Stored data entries
-*-
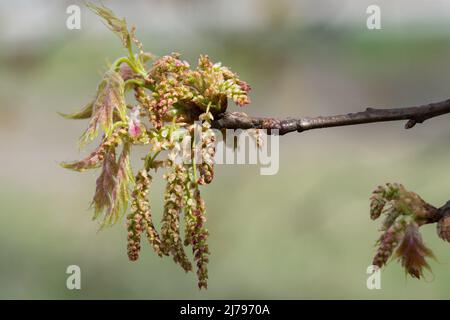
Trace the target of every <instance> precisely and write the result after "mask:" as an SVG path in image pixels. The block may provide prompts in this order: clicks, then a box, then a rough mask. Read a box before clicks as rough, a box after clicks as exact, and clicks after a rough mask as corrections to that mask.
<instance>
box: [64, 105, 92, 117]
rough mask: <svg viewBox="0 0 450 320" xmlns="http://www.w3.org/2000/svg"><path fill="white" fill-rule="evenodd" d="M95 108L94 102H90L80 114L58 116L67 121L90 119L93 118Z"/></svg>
mask: <svg viewBox="0 0 450 320" xmlns="http://www.w3.org/2000/svg"><path fill="white" fill-rule="evenodd" d="M93 108H94V102H89V103H88V104H87V105H86V106H85V107H84V108H83V109H81V110H80V111H78V112H74V113H69V114H65V113H61V112H58V114H59V115H60V116H62V117H64V118H66V119H71V120H81V119H89V118H90V117H91V116H92V110H93Z"/></svg>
-*-
TO DO:
Check every line of the data, and copy the ones that contain "instance".

YOUR SOLUTION:
Trace the target of every <instance> precisely and write the result after "mask:" as an SVG path in image pixels. The block may provide prompts in this order: clicks, then a box, then a rough mask. Read a box before clicks as rough, a box after clicks as exact, and clicks after a rough mask as corrections to that mask.
<instance>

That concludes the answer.